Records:
□ □ □ □ □

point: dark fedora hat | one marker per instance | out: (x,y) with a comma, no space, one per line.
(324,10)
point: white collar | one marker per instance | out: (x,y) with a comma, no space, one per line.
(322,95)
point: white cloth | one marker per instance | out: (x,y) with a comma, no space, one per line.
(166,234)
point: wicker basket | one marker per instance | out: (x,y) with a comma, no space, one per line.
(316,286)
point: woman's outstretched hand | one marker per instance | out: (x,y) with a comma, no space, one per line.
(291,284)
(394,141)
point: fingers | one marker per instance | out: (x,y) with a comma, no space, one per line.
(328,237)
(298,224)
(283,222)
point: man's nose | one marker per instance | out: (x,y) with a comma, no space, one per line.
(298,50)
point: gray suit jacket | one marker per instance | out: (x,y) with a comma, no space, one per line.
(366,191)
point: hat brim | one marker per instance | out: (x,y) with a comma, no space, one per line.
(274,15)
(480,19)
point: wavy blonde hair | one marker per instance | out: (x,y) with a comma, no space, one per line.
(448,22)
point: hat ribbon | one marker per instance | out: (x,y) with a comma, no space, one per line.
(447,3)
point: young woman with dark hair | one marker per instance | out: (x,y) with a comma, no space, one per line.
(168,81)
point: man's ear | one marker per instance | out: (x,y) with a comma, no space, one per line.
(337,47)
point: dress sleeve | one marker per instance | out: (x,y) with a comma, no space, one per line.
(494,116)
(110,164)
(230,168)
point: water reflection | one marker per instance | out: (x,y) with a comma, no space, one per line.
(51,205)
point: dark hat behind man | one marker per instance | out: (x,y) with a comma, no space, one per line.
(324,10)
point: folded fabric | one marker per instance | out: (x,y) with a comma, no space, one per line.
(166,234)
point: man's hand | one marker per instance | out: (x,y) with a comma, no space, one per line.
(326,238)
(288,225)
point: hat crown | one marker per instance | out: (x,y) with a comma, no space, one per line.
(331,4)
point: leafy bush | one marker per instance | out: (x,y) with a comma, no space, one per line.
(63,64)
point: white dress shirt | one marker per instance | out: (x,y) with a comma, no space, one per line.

□ □ □ □ □

Reproduce the material precisely, including every line.

point: dark fedora hat | one marker per instance | out: (x,y) with a comma, no space, one per line.
(324,10)
point: white collar | one marker per instance | out: (x,y) with a comma, no space, one per line.
(322,95)
point: white cloth | one marker per instance | out: (x,y) with a comma, no space, one per line.
(166,234)
point: wicker basket | one marker per instance | out: (x,y) with a comma, no space, one per line.
(316,286)
point: woman's outstretched hand | one marker per instance | out: (x,y) with a comma, no space, one per line.
(291,284)
(394,141)
point: fingers | one marker per instance | out: (x,y) with a comma, no space, one per line.
(328,237)
(298,224)
(283,222)
point: man's nose | one marker per instance | out: (x,y) with a comma, no space, one per line.
(298,50)
point: gray suit jacket | one marker per instance | out: (x,y) with a comma, no space, one per line.
(366,191)
point: hat brim | one marker per instance | out: (x,y) with a comma, no space, one per line.
(274,15)
(480,19)
point: wavy blonde hair | one marker per instance | out: (x,y) with a comma, no space, one per line.
(448,22)
point: hat ribbon | one marker per instance | out: (x,y) with a comma, no space, one per line.
(447,3)
point: young woman with dark hair | one marker per instance | out: (x,y) with a comma, no space, one per line.
(168,81)
point: man's ear | one marker per instance | out: (x,y) with a comma, no space, one per line.
(337,47)
point: dress sleeve | one marker per instance | out: (x,y) with a comma, no space, one per line.
(494,116)
(110,164)
(230,168)
point: water reflection | one marker per instance | out: (x,y) with a comma, no space, one per line.
(51,205)
point: dark hat behind man | one marker per instance | out: (x,y) with a comma, no space, one per line.
(324,10)
point: folded fabric | one marker per instance | out: (x,y) with a comma, no space, one per line.
(166,234)
point: man's hand | one marker per instance | out: (x,y) with a comma, no space, one per line.
(326,238)
(288,225)
point: hat crown | one marker per instance | out: (x,y) with a comma, no space, one per line.
(331,4)
point: leafy bush | one marker per instance | out: (x,y) with a comma, no space, one per line.
(63,64)
point: white dress shirt | one marker per instance | out: (x,y) with a comma, no space, one per line.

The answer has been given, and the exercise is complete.